Begin at the line that has "Please spot the dry", stop after the line that has "Please spot the metal", and write out all of those lines again in full. Multiply every point coordinate in the answers by 0.25 and round it to a whole number, with halves rounding up, leaving everything else unchanged and giving only those lines.

## Exercise data
####

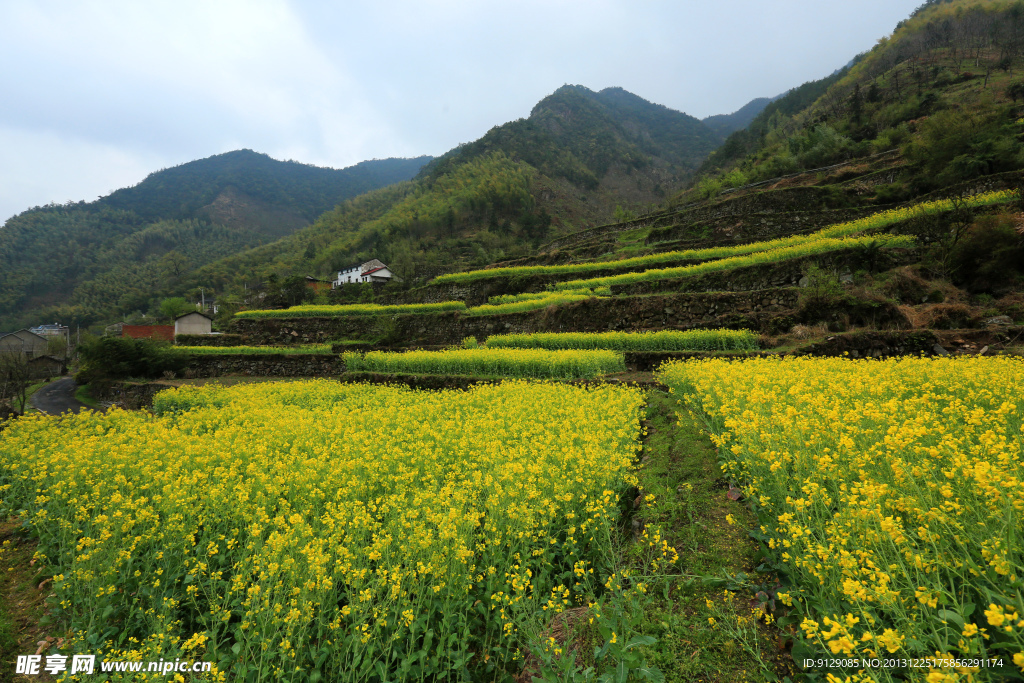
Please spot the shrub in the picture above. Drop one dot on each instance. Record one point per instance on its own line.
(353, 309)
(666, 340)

####

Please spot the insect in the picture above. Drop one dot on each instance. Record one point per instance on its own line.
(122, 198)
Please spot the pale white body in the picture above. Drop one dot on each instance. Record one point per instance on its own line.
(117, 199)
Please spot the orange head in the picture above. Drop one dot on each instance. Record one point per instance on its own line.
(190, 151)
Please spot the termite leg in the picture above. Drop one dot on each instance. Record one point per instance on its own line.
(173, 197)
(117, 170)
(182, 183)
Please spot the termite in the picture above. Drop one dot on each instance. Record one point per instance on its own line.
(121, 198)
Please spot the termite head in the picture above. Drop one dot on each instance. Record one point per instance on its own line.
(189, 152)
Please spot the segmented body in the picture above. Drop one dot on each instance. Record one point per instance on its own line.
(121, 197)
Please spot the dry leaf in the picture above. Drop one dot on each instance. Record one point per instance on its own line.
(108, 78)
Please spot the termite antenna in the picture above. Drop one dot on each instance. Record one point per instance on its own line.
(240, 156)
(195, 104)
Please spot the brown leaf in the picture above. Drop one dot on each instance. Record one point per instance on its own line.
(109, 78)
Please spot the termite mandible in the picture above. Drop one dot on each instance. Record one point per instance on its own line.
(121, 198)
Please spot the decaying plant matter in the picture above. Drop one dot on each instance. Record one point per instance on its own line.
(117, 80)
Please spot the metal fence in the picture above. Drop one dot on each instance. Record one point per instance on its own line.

####

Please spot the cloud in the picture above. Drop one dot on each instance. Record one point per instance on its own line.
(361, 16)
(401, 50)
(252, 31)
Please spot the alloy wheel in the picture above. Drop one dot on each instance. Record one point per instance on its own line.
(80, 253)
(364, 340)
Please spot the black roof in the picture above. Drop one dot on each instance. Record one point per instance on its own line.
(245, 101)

####

## Exercise output
Please spot the dry leaf in the picture above. Drop one dot on each instance. Record one point per instance on its own line.
(27, 20)
Please spot the termite antenna in the picture above. Drop one dot on each instance. Record one point per instance on its own line.
(60, 39)
(49, 26)
Please spot the brown leaf in the picture above. Drop one dot on each instance. Record one point per instance on its own line.
(27, 20)
Please spot the termite mandible in the picture above. Drop one dot on each instance. Record one point per instance on its own line.
(30, 50)
Please spot the decaying plant matter in the picture above. Drop one dot on each instance. Record one point per instance on its own line.
(29, 20)
Please spot the metal fence in the picture above. Drop one dot on each instance. Record one point per instance on its own line.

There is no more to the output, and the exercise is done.